Document excerpt —
# # # # #

[Qwen] avoid creating attention masks when there is no padding #12987

kashif · 2026-01-16T14:25:25Z

What does this PR do?

This pull request sets all ones masks to None.

Before submitting

This PR fixes a typo or improves the docs (you can dismiss the other checks if that's the case).
Did you read the contributor guideline?
Did you read our philosophy doc (important for complex PRs)?
Was this discussed/approved via a GitHub issue or the forum? Please add a link to it if that's the case.
Did you make sure to update the documentation with your changes? Here are the
documentation guidelines, and
here are tips on formatting docstrings.
Did you write any new necessary tests?

Who can review?

Anyone in the community is free to review the PR once the tests have passed. Feel free to tag
members/contributors who may be interested in your PR.

HuggingFaceDocBuilderDev · 2026-01-16T14:36:33Z

The docs for this PR live here. All of your documentation changes will be reflected on that endpoint. The docs are available until 30 days after the last update.

sayakpaul

Thanks!

Could you update with the following things?

Shed light into what caused the speed regression
Add a test with masks in the compilation tests here
Do a before and after comparison in the outputs with the PR

kashif · 2026-01-16T15:18:21Z

will do!

src/diffusers/pipelines/qwenimage/pipeline_qwenimage_img2img.py

sayakpaul · 2026-01-19T03:54:16Z

tests/models/transformers/test_models_transformer_qwenimage.py

+        model = self.model_class(**init_dict).to(torch_device)
+        model.eval()
+
+        compiled_model = torch.compile(model, mode="default", fullgraph=False)


Some notes:

Usually, it should be model.compile() as it doesn't wrap the underlying model into a dynamo wrapper. This way, we don't have to add any extra code to handle it.

Why is fullgraph=False here?

sayakpaul · 2026-01-19T03:57:08Z

tests/models/transformers/test_models_transformer_qwenimage.py

+        with torch.no_grad():
+            output_no_mask = compiled_model(**inputs_no_mask)


Does it lead to graph breaks? If not, then we should add additional contexts:

diffusers/tests/models/test_modeling_common.py

Line 2145 in 3996788

torch._dynamo.config.patch(error_on_recompile=True),

dxqb · 2026-01-19T21:01:50Z

does this PR lack a merge, or is the amount of code changes intentional and really part of this PR only? (+318 - 170)
if intentional, could you explain what it does and why all these changes are necessary?

# # # # #

Pointing records for named objects

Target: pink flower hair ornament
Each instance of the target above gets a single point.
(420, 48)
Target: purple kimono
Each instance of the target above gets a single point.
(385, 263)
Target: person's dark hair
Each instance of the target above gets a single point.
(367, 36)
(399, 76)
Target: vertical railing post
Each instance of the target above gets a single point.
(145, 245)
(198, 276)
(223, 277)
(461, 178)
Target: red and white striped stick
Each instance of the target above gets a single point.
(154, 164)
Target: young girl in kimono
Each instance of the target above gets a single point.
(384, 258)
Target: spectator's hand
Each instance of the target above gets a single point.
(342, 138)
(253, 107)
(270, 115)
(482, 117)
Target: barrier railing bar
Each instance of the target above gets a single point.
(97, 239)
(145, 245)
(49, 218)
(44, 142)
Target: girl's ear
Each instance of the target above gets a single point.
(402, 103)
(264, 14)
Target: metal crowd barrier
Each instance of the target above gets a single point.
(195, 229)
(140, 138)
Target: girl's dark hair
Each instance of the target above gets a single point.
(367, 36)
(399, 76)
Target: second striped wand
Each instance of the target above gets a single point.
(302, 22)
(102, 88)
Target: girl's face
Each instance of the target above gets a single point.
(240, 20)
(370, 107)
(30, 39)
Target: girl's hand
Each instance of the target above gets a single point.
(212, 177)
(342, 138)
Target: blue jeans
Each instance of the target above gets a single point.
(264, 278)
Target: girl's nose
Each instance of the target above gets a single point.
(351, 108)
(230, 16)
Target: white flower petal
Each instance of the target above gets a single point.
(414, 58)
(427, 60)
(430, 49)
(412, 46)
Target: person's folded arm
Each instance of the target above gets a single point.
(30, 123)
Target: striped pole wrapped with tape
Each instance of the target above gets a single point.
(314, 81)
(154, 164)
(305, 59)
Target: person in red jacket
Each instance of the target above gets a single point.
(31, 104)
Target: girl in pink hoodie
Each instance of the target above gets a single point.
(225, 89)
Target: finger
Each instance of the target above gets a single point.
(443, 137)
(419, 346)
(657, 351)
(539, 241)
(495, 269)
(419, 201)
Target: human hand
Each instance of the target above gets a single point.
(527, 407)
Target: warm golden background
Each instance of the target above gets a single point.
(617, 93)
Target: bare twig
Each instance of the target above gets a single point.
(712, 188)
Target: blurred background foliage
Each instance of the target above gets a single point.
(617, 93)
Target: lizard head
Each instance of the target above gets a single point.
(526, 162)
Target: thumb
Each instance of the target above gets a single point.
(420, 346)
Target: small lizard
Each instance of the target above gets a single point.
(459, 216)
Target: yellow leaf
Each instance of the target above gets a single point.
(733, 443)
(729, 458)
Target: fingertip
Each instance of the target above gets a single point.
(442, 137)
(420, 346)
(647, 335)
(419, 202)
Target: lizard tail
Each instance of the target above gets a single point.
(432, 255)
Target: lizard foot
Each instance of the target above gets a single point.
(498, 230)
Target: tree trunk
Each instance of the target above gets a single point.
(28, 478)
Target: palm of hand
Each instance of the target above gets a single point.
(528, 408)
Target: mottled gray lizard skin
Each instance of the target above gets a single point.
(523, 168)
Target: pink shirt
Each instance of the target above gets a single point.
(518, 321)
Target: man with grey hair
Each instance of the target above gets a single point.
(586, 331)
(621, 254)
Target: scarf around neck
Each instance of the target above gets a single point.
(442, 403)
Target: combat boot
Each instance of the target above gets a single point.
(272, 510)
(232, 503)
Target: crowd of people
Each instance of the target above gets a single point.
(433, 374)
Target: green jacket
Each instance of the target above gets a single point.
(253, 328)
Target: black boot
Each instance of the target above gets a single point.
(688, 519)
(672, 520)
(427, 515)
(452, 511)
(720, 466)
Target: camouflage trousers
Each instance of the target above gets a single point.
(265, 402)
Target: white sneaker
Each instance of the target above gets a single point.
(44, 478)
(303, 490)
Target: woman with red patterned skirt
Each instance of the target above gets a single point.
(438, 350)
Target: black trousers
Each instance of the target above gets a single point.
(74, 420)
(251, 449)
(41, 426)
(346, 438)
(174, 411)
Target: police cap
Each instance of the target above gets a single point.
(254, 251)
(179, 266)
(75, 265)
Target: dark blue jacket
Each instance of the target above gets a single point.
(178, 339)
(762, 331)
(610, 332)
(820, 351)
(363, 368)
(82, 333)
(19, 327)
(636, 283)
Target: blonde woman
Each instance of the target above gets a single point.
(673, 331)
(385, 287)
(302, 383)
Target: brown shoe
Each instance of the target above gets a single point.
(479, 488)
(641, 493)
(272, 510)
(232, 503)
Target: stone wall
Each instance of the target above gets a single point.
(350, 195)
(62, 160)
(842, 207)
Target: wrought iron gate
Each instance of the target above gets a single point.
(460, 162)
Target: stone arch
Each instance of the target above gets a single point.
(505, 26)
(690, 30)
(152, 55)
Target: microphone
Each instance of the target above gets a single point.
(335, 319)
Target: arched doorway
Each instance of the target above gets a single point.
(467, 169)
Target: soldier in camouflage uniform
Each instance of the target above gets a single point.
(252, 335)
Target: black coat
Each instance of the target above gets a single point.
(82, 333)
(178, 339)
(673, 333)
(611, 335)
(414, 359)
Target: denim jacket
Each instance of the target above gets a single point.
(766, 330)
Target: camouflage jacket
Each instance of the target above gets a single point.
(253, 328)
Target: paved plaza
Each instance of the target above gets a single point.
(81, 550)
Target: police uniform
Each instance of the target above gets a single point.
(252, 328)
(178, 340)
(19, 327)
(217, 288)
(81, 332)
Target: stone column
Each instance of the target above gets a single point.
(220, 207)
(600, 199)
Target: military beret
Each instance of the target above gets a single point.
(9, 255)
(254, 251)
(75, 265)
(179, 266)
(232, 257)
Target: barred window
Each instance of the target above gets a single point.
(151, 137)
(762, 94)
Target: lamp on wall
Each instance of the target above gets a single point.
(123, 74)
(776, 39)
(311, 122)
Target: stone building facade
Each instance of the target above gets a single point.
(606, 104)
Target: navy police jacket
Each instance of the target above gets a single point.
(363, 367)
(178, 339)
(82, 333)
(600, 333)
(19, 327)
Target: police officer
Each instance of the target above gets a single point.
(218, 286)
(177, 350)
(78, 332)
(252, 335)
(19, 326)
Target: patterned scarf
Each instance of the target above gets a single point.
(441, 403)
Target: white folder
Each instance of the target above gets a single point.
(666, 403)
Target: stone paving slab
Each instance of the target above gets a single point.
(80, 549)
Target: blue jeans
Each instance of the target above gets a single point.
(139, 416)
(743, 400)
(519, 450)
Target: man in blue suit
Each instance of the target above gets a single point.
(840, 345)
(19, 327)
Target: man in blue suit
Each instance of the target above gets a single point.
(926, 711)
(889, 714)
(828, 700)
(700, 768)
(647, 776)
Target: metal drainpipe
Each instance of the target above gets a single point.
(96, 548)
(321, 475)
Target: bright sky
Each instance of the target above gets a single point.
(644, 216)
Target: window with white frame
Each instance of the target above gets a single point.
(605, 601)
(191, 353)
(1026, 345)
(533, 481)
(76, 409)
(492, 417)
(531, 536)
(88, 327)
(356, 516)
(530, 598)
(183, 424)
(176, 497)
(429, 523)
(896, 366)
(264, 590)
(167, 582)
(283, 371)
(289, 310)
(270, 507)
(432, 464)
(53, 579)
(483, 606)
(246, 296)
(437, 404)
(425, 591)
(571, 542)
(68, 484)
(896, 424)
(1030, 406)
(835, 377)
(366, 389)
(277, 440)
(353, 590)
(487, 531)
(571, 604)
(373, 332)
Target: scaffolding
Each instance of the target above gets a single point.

# # # # #

Stated exercise 1 — Reproduce the passage of the pull request thread starting with "Does it lead" and going on through "(+318 - 170)".
Stated exercise 2 — Extend the pull request thread about Qwen attention masks beyond its final line.
The listing comes from a separate source.

Task response 1 —
Does it lead to graph breaks? If not, then we should add additional contexts:

diffusers/tests/models/test_modeling_common.py

Line 2145 in 3996788

torch._dynamo.config.patch(error_on_recompile=True),

dxqb · 2026-01-19T21:01:50Z

does this PR lack a merge, or is the amount of code changes intentional and really part of this PR only? (+318 - 170)

Task response 2 —
avoiding masks if they're not necessary has been one line before
attention_mask = attention_mask if not torch.all(text_attention_mask) else None
(on a boolean mask)

kashif · 2026-01-19T21:09:20Z

@dxqb i intially mis-calculated and was adding support for the pipeline to be compiled, i will revert and simplify

dxqb · 2026-01-19T21:16:33Z

@dxqb i intially mis-calculated and was adding support for the pipeline to be compiled, i will revert and simplify

thanks!
regarding compile,

Regional compilation is usually as efficient as full compilation (even if it was possible). Regional compilation compiles the transformer blocks, but not the entire pipeline.
whenever you want to branch depending on GPU data, that's a graph break for torch.compile. Either inefficient, or fails depending on fullgraph. Or, in less abstract terms:
you want to set your attention mask to None if the entire attention mask is True. But the attention mask lives on GPU. Checking whether all values of a tensor on GPU are True requires a transfer back to CPU - that's always a graph break and cannot be compiled (efficiently).

Therefore, I'd suggest to

check for an all-True mask in the pipeline
pass a None-Mask to the transformer block in that case - but don't check any GPU data in the transformer block, so the transformer block can be compiled.

dxqb · 2026-01-19T21:31:34Z

Thanks!

Could you update with the following things?
* Shed light into what caused the speed regression

Here is a benchmark of the impact of using a mask unnecessarily (second graph): #12870 (comment)
torch SDPA falls back to a non-flash algorithm if a mask is used.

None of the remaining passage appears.